● **Supplied material**:

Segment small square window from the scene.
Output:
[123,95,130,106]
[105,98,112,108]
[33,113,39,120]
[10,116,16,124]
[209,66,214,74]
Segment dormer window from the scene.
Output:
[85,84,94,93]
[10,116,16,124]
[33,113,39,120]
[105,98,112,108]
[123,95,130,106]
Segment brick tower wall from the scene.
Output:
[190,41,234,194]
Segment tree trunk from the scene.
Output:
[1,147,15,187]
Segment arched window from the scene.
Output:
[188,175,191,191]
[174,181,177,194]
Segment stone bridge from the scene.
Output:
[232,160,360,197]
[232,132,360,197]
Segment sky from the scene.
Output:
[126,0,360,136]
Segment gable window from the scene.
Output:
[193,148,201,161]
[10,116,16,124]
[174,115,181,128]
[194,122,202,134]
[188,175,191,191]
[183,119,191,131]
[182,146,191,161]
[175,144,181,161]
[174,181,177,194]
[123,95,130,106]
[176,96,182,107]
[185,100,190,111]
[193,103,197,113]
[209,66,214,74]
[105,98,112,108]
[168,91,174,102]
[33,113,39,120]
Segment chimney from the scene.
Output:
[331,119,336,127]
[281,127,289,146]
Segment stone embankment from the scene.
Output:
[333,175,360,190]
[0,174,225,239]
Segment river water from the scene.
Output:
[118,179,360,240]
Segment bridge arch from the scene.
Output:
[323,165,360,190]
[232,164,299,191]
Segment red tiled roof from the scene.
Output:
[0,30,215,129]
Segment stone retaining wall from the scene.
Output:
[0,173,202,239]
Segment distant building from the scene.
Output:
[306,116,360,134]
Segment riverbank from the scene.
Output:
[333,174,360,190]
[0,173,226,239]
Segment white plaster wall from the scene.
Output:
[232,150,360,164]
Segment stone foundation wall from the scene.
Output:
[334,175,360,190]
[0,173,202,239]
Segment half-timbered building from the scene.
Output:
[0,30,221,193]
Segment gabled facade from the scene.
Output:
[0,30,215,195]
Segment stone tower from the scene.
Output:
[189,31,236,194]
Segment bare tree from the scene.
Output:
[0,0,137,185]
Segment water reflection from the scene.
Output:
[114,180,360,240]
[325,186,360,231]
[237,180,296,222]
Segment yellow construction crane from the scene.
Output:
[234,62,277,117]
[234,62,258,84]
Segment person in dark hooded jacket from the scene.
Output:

● **Task goal**: From the first line to the last, please quote the material above exactly.

● **Result of the exercise**:
Segment small square window from the scene.
Output:
[123,95,130,106]
[105,98,112,108]
[33,113,39,120]
[10,116,16,124]
[209,66,214,74]
Segment dormer window from the scene.
Output:
[85,84,94,93]
[10,116,16,124]
[33,113,39,120]
[105,98,112,108]
[123,95,130,106]
Segment brick tower wall from the scene.
Output:
[190,41,234,194]
Segment tree trunk from the scene.
Output:
[1,147,15,187]
Segment arched window from the scene.
Output:
[188,175,191,191]
[174,181,177,194]
Segment stone bridge from the scene.
Output:
[232,160,360,197]
[232,132,360,197]
Segment sky from the scene.
Output:
[126,0,360,136]
Segment gable window from the scene.
Output:
[193,148,201,161]
[10,116,16,124]
[174,115,181,128]
[194,122,202,134]
[188,175,191,191]
[183,119,191,131]
[182,146,191,161]
[175,144,181,161]
[174,181,177,194]
[123,95,130,106]
[176,96,182,107]
[185,100,190,111]
[193,103,197,113]
[209,66,214,74]
[105,98,112,108]
[168,91,174,102]
[33,113,39,120]
Segment chimney from the scene.
Output:
[331,119,336,127]
[281,127,289,146]
Segment stone embankment from the scene.
Output:
[333,175,360,190]
[0,174,225,239]
Segment river water from the scene.
Output:
[118,179,360,240]
Segment bridge arch from the scene.
Output:
[323,165,360,190]
[232,164,299,191]
Segment red tiled roof from the scene.
Output:
[0,30,215,129]
Segment stone retaining wall from the scene.
Output:
[0,173,202,239]
Segment distant building from the scene.
Output:
[306,116,360,134]
Segment riverbank from the scene.
Output:
[333,174,360,190]
[0,173,226,239]
Segment white plaster wall from the scene.
Output:
[232,150,360,164]
Segment stone foundation wall from the scene.
Output:
[334,175,360,190]
[0,173,202,239]
Segment half-timbered building from the scene.
Output:
[0,30,221,193]
Segment gabled facade from the scene.
Output:
[0,30,215,195]
Segment stone tower from the scene.
Output:
[189,31,236,194]
Segment bare tree from the scene.
Output:
[0,0,137,185]
Segment water reflection from the scene.
Output:
[114,180,360,240]
[325,186,360,231]
[237,180,296,222]
Segment yellow construction crane from the scene.
Output:
[234,62,277,117]
[234,62,258,84]
Segment person in dark hooded jacket from the scene.
Output:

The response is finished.